◆ Task to carry out ◆
Copy the items below word for word, starting with the line that contains "Could you spot the white bucket" and continuing through the end of the items.

◆ Information supplied ◆
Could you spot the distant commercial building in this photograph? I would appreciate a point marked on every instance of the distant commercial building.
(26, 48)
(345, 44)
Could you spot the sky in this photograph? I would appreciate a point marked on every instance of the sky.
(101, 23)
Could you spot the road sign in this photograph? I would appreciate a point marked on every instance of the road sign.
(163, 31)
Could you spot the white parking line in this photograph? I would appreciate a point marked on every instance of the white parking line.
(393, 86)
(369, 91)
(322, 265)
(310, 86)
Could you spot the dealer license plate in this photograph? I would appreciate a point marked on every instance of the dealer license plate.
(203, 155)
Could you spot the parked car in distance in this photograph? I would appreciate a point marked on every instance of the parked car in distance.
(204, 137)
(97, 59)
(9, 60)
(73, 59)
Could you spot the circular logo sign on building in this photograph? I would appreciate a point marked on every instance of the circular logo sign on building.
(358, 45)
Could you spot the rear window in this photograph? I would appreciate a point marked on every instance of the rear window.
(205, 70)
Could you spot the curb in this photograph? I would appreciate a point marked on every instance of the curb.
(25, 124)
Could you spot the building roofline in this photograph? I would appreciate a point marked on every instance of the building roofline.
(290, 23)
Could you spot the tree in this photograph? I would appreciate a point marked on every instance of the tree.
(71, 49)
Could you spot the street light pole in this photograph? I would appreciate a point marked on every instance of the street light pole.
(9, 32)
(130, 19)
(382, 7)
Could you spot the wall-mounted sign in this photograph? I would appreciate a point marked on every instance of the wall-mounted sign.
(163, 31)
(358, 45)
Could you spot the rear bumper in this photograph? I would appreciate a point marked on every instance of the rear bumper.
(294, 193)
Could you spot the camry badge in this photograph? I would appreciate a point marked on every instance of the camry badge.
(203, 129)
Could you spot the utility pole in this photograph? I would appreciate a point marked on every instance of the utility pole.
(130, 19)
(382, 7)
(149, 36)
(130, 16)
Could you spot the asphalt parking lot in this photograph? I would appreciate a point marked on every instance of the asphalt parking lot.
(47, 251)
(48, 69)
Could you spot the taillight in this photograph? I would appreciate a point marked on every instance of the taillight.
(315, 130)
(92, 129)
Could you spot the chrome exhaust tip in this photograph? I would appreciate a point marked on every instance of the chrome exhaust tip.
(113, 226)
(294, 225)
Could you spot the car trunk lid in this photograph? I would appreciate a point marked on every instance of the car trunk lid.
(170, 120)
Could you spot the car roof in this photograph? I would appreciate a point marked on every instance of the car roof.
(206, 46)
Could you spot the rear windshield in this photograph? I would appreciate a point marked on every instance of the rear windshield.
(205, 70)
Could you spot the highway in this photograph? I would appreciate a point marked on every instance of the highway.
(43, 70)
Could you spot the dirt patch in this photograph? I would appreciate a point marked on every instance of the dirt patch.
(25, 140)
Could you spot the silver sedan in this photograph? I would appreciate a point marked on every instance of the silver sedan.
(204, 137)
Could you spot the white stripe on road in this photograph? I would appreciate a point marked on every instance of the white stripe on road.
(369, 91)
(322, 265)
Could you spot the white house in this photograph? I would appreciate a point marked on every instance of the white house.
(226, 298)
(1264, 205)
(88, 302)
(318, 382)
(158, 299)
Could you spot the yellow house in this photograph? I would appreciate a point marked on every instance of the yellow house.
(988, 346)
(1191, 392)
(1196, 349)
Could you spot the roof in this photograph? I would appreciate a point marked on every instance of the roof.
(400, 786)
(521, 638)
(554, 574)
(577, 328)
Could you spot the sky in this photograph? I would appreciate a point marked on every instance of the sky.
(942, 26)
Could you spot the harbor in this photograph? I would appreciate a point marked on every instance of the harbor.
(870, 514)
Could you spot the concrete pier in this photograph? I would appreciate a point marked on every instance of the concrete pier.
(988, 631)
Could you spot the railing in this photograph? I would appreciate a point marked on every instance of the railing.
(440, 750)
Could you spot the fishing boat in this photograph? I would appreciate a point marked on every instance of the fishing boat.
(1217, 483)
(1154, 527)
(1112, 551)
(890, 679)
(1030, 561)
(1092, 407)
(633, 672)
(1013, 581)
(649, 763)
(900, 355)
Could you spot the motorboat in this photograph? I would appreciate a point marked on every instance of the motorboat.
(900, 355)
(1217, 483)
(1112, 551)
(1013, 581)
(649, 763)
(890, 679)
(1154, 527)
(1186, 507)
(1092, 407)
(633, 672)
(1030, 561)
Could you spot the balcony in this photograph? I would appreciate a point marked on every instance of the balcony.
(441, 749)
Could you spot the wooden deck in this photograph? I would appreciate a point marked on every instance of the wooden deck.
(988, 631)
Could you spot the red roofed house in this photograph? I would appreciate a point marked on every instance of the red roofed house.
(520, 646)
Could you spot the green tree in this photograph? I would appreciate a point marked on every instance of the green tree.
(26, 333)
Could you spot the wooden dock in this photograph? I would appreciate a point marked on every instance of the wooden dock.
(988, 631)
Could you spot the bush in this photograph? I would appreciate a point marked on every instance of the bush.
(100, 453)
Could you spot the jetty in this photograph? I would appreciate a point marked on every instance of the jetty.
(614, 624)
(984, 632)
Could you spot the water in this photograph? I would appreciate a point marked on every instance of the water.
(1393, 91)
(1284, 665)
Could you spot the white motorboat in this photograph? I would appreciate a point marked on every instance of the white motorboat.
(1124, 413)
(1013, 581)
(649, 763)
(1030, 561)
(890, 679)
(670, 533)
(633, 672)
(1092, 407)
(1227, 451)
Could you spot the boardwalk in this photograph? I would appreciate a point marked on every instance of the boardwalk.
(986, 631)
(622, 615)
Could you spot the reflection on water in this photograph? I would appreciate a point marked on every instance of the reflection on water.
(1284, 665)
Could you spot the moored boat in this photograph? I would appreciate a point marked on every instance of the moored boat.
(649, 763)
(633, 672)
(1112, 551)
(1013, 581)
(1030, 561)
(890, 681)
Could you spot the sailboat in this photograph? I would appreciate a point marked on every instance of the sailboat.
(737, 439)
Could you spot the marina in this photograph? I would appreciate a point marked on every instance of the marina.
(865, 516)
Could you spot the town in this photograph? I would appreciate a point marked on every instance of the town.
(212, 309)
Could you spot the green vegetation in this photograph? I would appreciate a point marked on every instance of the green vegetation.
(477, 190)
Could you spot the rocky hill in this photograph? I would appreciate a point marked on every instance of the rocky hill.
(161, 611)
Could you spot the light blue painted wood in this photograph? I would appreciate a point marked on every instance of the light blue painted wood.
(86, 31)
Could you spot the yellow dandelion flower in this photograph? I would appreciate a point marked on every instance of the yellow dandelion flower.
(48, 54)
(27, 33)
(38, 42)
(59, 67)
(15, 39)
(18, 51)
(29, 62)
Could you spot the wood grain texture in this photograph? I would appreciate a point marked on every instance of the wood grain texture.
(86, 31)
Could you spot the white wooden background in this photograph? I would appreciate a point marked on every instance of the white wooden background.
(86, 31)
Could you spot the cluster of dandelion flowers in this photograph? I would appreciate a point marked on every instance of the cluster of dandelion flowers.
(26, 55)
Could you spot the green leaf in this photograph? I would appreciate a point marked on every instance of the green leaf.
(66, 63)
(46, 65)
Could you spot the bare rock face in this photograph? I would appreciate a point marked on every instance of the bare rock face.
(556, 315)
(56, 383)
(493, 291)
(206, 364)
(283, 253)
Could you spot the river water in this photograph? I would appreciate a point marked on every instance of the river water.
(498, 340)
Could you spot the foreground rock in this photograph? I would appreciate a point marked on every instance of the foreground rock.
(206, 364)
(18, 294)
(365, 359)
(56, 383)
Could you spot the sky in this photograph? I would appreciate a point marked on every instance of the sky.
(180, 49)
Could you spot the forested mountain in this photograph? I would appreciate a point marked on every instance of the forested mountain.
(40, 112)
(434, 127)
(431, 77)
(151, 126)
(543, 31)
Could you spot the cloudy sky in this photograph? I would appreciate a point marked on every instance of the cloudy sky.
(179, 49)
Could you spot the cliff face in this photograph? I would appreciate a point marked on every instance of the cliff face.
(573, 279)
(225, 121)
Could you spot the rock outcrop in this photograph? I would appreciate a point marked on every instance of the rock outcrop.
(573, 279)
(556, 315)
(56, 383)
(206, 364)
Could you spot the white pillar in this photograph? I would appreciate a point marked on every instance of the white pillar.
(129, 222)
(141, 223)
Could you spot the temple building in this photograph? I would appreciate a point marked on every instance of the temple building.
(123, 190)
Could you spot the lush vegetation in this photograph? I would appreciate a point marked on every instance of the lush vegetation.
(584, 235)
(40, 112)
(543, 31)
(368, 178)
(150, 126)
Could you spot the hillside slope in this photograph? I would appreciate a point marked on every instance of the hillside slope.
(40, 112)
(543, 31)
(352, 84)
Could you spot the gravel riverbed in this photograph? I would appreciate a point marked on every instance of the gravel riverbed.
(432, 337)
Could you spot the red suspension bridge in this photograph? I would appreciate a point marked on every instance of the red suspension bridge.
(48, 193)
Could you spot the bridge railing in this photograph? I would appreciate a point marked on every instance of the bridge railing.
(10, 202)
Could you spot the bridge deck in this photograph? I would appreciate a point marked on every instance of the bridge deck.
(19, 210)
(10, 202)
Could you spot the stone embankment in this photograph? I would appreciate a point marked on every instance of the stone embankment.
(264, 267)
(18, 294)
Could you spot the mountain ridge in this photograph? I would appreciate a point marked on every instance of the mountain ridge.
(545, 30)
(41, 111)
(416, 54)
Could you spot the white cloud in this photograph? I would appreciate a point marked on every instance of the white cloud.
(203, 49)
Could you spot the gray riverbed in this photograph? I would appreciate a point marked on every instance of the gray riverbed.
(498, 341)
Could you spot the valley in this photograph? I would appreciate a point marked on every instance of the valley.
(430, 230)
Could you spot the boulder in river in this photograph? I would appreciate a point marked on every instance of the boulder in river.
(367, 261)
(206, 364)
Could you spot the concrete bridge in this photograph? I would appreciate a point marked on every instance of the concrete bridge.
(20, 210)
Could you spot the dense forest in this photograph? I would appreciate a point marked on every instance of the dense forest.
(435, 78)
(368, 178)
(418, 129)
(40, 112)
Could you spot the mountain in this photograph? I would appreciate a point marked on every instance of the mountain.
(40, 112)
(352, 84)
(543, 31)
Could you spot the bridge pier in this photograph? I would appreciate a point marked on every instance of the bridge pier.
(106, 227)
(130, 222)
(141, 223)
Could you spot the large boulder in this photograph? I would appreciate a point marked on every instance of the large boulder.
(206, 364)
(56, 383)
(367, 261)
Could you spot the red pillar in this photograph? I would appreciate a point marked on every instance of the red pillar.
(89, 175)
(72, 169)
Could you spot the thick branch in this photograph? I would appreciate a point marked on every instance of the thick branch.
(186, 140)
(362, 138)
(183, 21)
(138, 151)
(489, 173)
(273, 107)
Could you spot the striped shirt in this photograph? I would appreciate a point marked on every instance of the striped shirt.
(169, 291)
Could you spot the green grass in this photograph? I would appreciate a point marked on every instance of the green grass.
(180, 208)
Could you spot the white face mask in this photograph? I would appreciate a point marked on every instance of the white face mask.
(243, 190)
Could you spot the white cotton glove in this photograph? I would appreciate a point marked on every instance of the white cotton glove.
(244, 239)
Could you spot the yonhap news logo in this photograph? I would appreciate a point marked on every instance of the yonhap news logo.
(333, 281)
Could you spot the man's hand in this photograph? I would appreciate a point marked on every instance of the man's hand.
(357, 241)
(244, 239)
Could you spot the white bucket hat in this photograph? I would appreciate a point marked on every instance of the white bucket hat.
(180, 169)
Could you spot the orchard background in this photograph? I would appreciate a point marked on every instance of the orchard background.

◆ Exercise output ◆
Could you spot the white bucket hat in this photograph? I would appreciate a point marked on every instance of the white bucket hat.
(180, 169)
Could you spot the orchard background in this photograph? I would appreciate a point marked on every instance of the orchard background.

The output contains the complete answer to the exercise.